TAREFA: Transcreva o texto apresentado, começando em "Menos controversos são" e seguindo até "menos vinte anos.", e substitua "bebés" por "bonecos".

___ TEXTO APRESENTADO

Outra peça de Cerný que se converteu em nova atracção turística de Praga é "Santo Venceslau" (1999). Primeiro instalada ao fundo da praça mais famosa da cidade, alinhada com a emblemática estátua equestre do símbolo por excelência da nação checa, representa-o também montando um cavalo, simplesmente o animal está morto e virado ao contrário. Esta colossal subversão da iconografia nacional acabou permanentemente instalada no átrio da vizinha galeria Lucerna, sob uma belíssima cúpula envidraçada ao estilo Arte Nova. Os frequentadores desprevenidos da galeria ficam estarrecidos, os turistas acabam por se perder na tradução e mesmo os checos parecem ter dificuldades em explicar ao certo do que se trata.

Menos controversos são os enormes bebés que Cerný começou por esculpir para uma galeria de arte em Chicago, em 1995, mas que logo depois quis instalar em espaços públicos de Praga. Em 2001 obteve finalmente luz verde da edilidade para a sua montagem nos pilares da Torre de Televisão de Zizkov (1985-92), inclusive com a aprovação de Vaclav Aulicky, o arquitecto que a desenhou. A instalação era para durar apenas meia dúzia de meses, mas o efeito decorativo apurou-se tão extraordinário conferindo beleza e fantasia à severa torre de 216 metros de altura que se reuniu um consenso para a sua permanência durante pelo menos vinte anos.

______
___ INFORMAÇÃO FORNECIDA

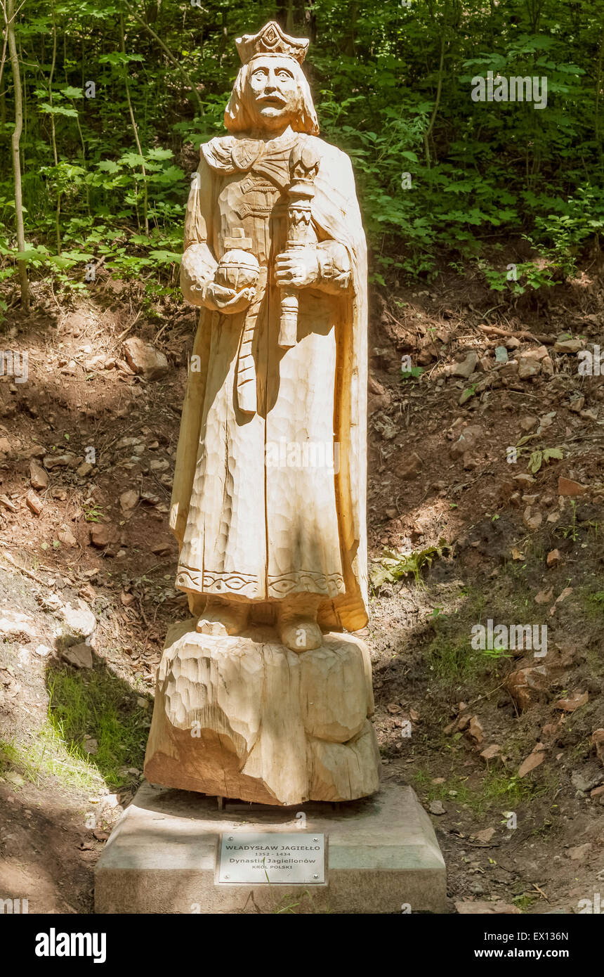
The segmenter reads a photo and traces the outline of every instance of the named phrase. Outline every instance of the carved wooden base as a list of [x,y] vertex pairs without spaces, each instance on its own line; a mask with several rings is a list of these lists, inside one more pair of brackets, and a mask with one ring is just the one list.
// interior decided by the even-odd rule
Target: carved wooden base
[[371,663],[326,634],[296,654],[272,628],[216,637],[174,625],[157,673],[152,784],[263,804],[353,800],[379,788]]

______

RESPOSTA ESCRITA:
Menos controversos são os enormes bonecos que Cerný começou por esculpir para uma galeria de arte em Chicago, em 1995, mas que logo depois quis instalar em espaços públicos de Praga. Em 2001 obteve finalmente luz verde da edilidade para a sua montagem nos pilares da Torre de Televisão de Zizkov (1985-92), inclusive com a aprovação de Vaclav Aulicky, o arquitecto que a desenhou. A instalação era para durar apenas meia dúzia de meses, mas o efeito decorativo apurou-se tão extraordinário conferindo beleza e fantasia à severa torre de 216 metros de altura que se reuniu um consenso para a sua permanência durante pelo menos vinte anos.